» **Excerpted passage**:
┌──
British Minister to Serbia
- In office 1906–1910
- Preceded by: Wilfred Gilbert Thesiger (acting)
- Succeeded by: Sir Ralph Paget

Personal details
- Born: James Beethom Whitehead 31 July 1858 Trieste, Austrian Empire
- Died: 19 September 1928 (aged 70)
- Spouse: Hon. Marian Cecilia Brodrick ​ ​(m. 1896)​
- Children: 7
- Parent(s): Robert Whitehead Frances Maria Johnson
- Alma mater: St John's College, Cambridge

= James Beethom Whitehead =

British diplomat (1858–1928)

Sir James Beethom Whitehead (31 July 1858 – 19 September 1928) was a British diplomat, who was British Minister to Serbia 1906–1910.

==Early life==
Whitehead was the second son of the engineer Robert Whitehead (1823–1905) by his wife Frances Maria Johnson (1821–1883). His elder sister, Alice Whitehead, married Georg Anton, Count of Hoyos, and was the mother of Countess Marguerite (wife of Herbert von Bismarck, eldest son of Otto von Bismarck) and Alexander, Count of Hoyos. His elder brother, John Whitehead, was the father of Agathe Whitehead (wife of Captain Georg von Trapp and mother of seven children who were the inspiration behind the movie The Sound of Music), and his younger brother, Robert Boville Whitehead also married and had issue.

He was educated in Austria and at St John's College, Cambridge, where he earned a B.A. degree in 1881 and an M.A. degree in 1887.

==Career==
He entered the diplomatic service in 1881, was appointed Third Secretary in November 1883, and promoted to Second Secretary on 1 January 1887. On 1 October 1898, he was appointed Secretary of Legation at Tokyo, in October 1901 he transferred as First Secretary of Legation at Brussels, and in August 1902 he was appointed Secretary at the embassy in Constantinople. While in Constantinople, he acted as Chargé d'affaires in the absence of the ambassador during early 1903, and was received by the Sultan. In December 1903, he transferred as First Secretary to the embassy in Berlin, and on 1 April 1904 he was promoted to Counselor.

He was appointed Envoy Extraordinary and Minister Plenipotentiary to the Kingdom of Serbia in June 1906, serving as such until 1910. While in this position, he was knighted as a Knight Commander of the Order of St Michael and St George (KCMG) in the 1909 Birthday Honours list in June 1909.
└──
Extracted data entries
┌──
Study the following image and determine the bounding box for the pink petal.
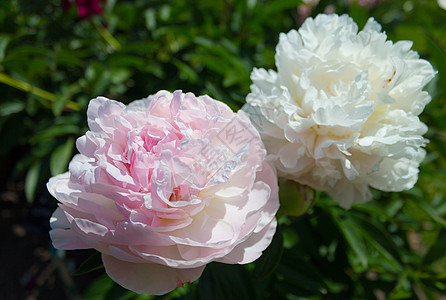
[102,254,205,295]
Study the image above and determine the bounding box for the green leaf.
[30,124,81,142]
[198,263,257,300]
[72,252,104,276]
[423,228,446,265]
[0,101,25,117]
[254,230,283,280]
[50,137,74,176]
[350,211,403,269]
[331,208,367,269]
[82,274,115,300]
[0,34,11,62]
[25,161,41,203]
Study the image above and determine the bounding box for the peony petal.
[102,254,205,295]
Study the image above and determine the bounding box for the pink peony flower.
[48,91,279,294]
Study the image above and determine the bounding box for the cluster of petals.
[48,91,279,294]
[244,14,435,208]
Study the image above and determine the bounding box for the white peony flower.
[244,15,435,208]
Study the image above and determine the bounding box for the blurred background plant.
[0,0,446,300]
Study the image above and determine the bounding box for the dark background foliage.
[0,0,446,300]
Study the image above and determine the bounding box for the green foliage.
[0,0,446,300]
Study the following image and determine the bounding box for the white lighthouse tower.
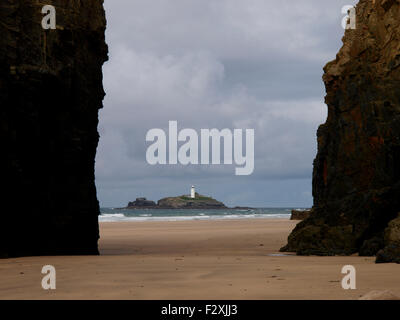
[190,186,196,199]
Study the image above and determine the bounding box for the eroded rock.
[0,0,107,257]
[282,0,400,261]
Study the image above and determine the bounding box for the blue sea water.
[99,208,301,222]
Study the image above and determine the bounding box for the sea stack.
[0,0,107,257]
[282,0,400,262]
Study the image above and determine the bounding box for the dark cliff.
[0,0,107,257]
[282,0,400,262]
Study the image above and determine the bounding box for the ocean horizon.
[99,207,307,222]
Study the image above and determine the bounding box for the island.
[125,193,228,209]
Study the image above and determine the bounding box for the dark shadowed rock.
[290,210,311,220]
[282,0,400,261]
[0,0,107,257]
[376,214,400,263]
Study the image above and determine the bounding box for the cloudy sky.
[96,0,356,207]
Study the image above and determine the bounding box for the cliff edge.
[281,0,400,262]
[0,0,107,257]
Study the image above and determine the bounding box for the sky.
[96,0,357,208]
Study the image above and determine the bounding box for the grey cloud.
[96,0,355,206]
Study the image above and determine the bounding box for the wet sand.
[0,219,400,299]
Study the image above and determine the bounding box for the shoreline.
[0,219,400,300]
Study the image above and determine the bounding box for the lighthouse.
[190,186,196,199]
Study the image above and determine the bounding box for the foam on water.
[99,208,291,222]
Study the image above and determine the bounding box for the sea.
[99,208,305,222]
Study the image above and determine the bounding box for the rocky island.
[125,193,227,209]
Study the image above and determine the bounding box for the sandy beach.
[0,219,400,299]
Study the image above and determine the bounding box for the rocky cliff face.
[282,0,400,261]
[0,0,107,257]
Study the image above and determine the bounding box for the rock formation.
[127,198,157,208]
[157,193,227,209]
[281,0,400,262]
[0,0,107,257]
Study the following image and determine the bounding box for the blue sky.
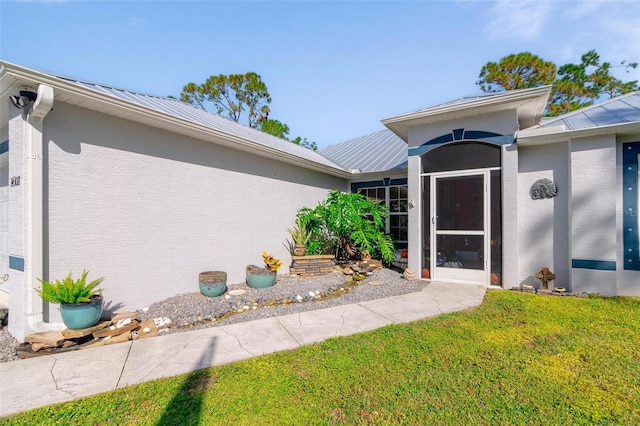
[0,0,640,147]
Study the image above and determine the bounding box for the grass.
[5,291,640,425]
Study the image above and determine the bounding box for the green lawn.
[5,291,640,425]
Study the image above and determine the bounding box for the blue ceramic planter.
[247,265,278,288]
[198,271,227,297]
[60,296,102,330]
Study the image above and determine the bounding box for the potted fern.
[35,271,104,330]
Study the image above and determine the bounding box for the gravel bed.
[0,269,427,362]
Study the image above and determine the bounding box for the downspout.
[25,84,64,333]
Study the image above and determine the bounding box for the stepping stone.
[93,320,139,339]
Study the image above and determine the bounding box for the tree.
[179,72,318,151]
[476,52,556,92]
[297,190,393,263]
[547,50,639,116]
[258,119,289,140]
[290,136,318,151]
[477,50,639,116]
[180,72,271,127]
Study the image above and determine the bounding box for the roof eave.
[517,121,640,146]
[381,86,551,141]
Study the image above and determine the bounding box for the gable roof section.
[318,129,407,172]
[381,86,551,141]
[0,62,349,177]
[540,91,640,130]
[518,91,640,146]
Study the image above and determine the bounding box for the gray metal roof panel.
[319,130,407,172]
[541,91,640,130]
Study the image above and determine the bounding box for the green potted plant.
[247,251,282,288]
[287,218,311,256]
[35,271,104,330]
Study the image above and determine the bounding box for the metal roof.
[46,76,342,173]
[540,91,640,130]
[318,130,407,172]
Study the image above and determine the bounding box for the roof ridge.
[541,90,640,126]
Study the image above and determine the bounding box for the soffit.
[381,86,551,141]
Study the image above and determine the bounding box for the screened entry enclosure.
[422,142,502,284]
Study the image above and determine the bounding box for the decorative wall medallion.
[529,179,558,200]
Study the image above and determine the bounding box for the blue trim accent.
[408,129,516,157]
[9,256,24,272]
[571,259,616,271]
[451,129,464,141]
[464,130,502,139]
[351,178,407,192]
[622,142,640,271]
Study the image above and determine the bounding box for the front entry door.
[431,172,490,283]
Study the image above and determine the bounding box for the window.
[357,185,409,247]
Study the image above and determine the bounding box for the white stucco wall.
[3,108,31,340]
[44,104,347,320]
[571,135,616,296]
[516,142,570,288]
[501,144,520,289]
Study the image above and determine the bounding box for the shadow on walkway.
[156,337,216,426]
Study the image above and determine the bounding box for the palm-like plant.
[298,191,393,263]
[35,271,104,305]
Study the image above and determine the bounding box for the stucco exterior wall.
[3,108,31,339]
[408,110,518,148]
[44,104,347,321]
[516,142,570,288]
[571,135,616,296]
[501,144,520,289]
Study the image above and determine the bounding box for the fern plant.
[35,271,104,305]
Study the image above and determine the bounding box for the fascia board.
[380,86,551,141]
[0,63,351,178]
[517,121,640,146]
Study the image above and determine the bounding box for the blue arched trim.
[351,178,407,192]
[409,129,515,156]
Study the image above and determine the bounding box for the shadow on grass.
[156,337,216,426]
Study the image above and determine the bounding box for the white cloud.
[480,0,552,41]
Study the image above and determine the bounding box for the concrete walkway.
[0,282,486,416]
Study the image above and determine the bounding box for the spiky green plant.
[287,217,311,246]
[35,271,104,305]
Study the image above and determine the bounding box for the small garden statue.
[536,268,556,290]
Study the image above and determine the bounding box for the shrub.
[298,191,393,263]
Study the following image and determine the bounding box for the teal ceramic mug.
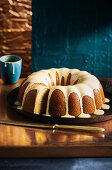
[0,55,22,84]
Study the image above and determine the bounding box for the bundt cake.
[18,68,109,118]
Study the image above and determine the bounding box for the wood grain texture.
[0,79,112,157]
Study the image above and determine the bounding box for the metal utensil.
[0,120,105,132]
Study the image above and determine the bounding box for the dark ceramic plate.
[7,87,112,124]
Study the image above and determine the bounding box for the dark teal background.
[32,0,112,77]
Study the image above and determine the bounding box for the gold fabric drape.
[0,0,32,76]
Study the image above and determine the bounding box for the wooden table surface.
[0,79,112,157]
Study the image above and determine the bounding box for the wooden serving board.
[0,79,112,157]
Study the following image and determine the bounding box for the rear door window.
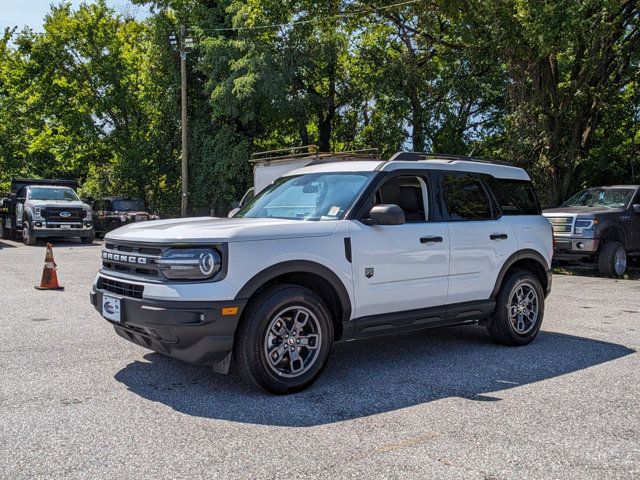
[485,175,540,215]
[442,173,494,221]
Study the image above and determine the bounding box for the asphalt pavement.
[0,240,640,480]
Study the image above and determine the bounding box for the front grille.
[98,277,144,298]
[41,207,86,223]
[102,242,169,279]
[547,217,574,235]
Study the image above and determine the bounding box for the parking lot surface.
[0,240,640,479]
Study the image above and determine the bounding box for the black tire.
[489,269,544,346]
[22,222,36,245]
[80,232,96,245]
[233,285,334,394]
[598,242,627,277]
[0,225,13,240]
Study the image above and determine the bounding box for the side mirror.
[364,203,404,225]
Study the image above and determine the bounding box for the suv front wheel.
[489,269,544,346]
[233,285,334,394]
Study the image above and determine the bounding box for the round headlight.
[199,253,218,277]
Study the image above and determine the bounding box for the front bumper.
[90,287,247,365]
[553,236,600,256]
[30,220,94,238]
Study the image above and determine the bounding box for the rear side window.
[442,173,493,220]
[486,176,540,215]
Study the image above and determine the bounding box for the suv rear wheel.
[489,269,544,346]
[233,285,333,394]
[598,242,627,277]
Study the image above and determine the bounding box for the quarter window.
[442,173,493,220]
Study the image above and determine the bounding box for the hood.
[105,217,338,243]
[27,200,89,209]
[542,206,624,216]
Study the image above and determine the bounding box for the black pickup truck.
[542,185,640,277]
[0,178,95,245]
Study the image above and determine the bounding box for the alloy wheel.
[613,247,627,277]
[264,306,322,378]
[509,282,540,335]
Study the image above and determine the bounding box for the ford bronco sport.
[91,152,553,393]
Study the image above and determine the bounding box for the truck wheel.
[489,269,544,346]
[80,232,96,245]
[598,242,627,277]
[233,285,333,394]
[22,222,36,245]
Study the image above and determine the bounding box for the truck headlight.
[156,248,222,280]
[574,218,598,235]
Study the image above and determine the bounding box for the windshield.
[29,187,80,202]
[235,172,373,220]
[562,188,634,208]
[113,198,147,212]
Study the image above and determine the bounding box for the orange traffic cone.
[35,243,64,290]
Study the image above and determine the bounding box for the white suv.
[91,152,553,393]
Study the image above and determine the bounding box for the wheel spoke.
[271,317,288,338]
[298,334,318,350]
[269,343,287,365]
[291,310,309,332]
[289,348,304,373]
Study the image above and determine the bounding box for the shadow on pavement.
[115,327,634,427]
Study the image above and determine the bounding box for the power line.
[202,0,424,33]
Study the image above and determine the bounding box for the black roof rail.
[389,152,515,167]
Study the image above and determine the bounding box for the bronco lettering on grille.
[102,250,147,265]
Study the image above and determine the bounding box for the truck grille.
[42,207,86,223]
[98,277,144,298]
[547,217,574,235]
[102,242,169,279]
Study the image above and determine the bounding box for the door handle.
[420,237,442,243]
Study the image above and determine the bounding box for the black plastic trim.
[342,300,495,340]
[235,260,351,321]
[490,248,551,299]
[90,290,247,365]
[344,237,353,263]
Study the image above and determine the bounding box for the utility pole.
[169,25,193,217]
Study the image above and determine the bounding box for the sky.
[0,0,147,32]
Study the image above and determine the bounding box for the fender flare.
[235,260,351,321]
[490,248,551,300]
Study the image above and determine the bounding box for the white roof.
[286,159,531,180]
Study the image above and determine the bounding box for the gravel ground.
[0,241,640,480]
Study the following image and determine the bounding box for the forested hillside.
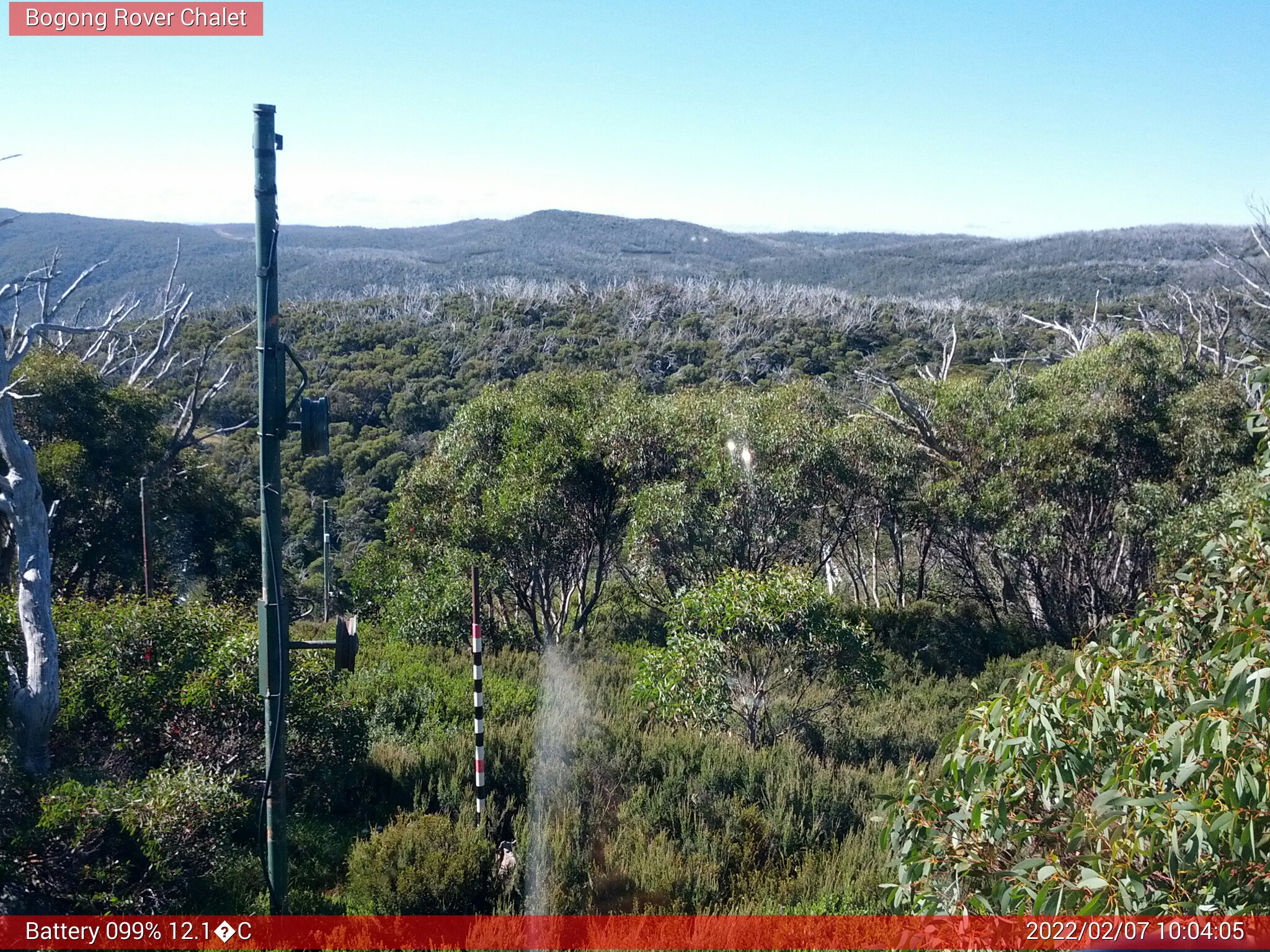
[0,209,1247,309]
[0,257,1266,913]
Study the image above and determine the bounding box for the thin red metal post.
[141,476,150,602]
[473,565,485,822]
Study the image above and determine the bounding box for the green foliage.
[393,374,641,643]
[347,814,494,915]
[17,348,259,597]
[888,504,1270,914]
[35,764,246,913]
[634,569,880,745]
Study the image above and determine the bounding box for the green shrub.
[853,602,1039,676]
[887,504,1270,914]
[37,765,249,913]
[345,814,494,915]
[634,567,880,744]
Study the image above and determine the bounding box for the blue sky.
└──
» **Exercise set**:
[a] From the Career section of the James Beethom Whitehead biography, list every city where he was posted.
[b] In which year did James Beethom Whitehead enter the diplomatic service, according to his biography?

» **Solved problems**:
[a] Tokyo, Brussels, Constantinople, Berlin

[b] 1881